[Start of Material for this exercise]

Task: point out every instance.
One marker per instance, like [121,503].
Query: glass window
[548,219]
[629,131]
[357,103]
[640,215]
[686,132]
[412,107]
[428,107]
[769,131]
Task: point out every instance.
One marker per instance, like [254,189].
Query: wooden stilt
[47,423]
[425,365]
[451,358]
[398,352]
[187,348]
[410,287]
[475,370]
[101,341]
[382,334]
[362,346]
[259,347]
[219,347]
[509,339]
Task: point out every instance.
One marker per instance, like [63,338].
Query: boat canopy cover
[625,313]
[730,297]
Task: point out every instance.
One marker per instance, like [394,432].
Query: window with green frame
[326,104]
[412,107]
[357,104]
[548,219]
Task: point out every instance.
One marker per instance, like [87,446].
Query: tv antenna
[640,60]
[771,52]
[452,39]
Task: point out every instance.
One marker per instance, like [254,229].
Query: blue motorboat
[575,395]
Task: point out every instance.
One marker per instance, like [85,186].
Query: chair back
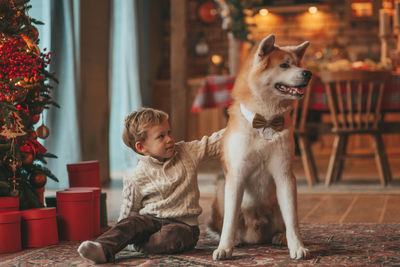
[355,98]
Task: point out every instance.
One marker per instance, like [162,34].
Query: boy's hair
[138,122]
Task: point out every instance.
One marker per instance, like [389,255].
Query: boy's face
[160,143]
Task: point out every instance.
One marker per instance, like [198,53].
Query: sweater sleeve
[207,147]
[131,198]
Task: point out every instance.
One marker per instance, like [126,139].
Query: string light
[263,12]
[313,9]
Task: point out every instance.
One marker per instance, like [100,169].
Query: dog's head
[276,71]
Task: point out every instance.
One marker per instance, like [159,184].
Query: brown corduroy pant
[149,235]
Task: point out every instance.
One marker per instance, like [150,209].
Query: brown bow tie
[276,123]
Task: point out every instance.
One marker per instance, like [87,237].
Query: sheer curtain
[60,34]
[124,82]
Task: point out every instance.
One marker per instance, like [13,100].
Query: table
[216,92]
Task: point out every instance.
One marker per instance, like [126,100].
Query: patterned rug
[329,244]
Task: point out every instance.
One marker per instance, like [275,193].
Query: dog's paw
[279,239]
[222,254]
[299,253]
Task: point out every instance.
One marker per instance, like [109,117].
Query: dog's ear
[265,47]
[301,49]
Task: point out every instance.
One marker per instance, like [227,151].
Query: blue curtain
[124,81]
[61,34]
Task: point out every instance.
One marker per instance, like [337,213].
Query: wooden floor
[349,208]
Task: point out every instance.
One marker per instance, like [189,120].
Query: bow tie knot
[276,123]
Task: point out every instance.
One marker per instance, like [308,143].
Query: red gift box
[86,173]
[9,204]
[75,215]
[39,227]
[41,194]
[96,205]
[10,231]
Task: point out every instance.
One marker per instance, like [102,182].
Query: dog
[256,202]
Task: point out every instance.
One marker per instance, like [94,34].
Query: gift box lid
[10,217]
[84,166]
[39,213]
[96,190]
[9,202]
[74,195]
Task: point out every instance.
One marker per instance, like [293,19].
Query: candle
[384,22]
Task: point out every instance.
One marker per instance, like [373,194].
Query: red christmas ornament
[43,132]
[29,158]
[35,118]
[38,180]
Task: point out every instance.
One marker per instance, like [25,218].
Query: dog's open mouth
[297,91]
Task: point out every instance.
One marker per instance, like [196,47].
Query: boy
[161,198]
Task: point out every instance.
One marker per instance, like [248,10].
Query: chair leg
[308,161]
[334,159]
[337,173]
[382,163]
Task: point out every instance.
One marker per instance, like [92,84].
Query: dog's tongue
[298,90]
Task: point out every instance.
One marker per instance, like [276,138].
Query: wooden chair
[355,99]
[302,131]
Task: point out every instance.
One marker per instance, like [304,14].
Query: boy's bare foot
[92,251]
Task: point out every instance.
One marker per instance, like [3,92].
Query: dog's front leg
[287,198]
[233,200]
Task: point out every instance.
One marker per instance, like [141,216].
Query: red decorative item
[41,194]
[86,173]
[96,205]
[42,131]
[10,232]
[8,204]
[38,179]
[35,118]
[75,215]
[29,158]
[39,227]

[End of Material for this exercise]
[Start of Material for this exercise]

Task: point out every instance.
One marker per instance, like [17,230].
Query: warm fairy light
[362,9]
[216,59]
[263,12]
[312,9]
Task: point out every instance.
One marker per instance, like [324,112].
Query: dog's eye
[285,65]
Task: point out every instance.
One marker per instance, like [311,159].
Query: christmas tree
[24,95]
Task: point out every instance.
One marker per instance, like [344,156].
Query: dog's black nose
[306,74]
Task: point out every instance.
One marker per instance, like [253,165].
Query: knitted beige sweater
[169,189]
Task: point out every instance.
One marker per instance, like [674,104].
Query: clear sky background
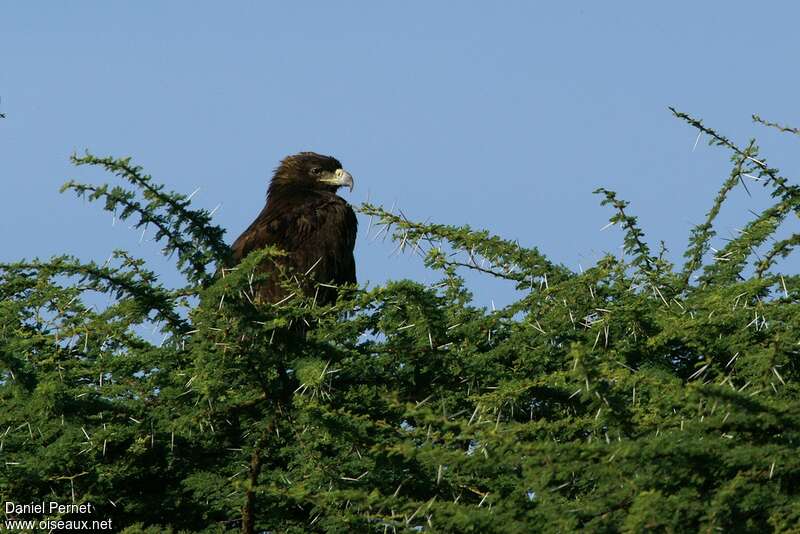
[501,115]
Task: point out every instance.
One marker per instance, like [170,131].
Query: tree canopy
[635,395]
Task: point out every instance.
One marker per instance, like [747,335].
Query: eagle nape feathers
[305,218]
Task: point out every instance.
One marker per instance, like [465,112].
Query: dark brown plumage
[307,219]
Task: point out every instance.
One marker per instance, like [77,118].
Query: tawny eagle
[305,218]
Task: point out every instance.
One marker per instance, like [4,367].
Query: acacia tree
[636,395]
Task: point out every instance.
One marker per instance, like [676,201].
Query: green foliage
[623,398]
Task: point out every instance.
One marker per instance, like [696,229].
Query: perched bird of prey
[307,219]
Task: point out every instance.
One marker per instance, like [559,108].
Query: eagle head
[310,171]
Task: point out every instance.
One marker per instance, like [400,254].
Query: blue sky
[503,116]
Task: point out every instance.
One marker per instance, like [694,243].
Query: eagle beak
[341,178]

[End of Material for this exercise]

> **What is needed**: Identify each line in the data above that contains the word "green" and copy those lines in full. Case matters.

> **Solution to the exercise**:
Query: window with green frame
Query: green foliage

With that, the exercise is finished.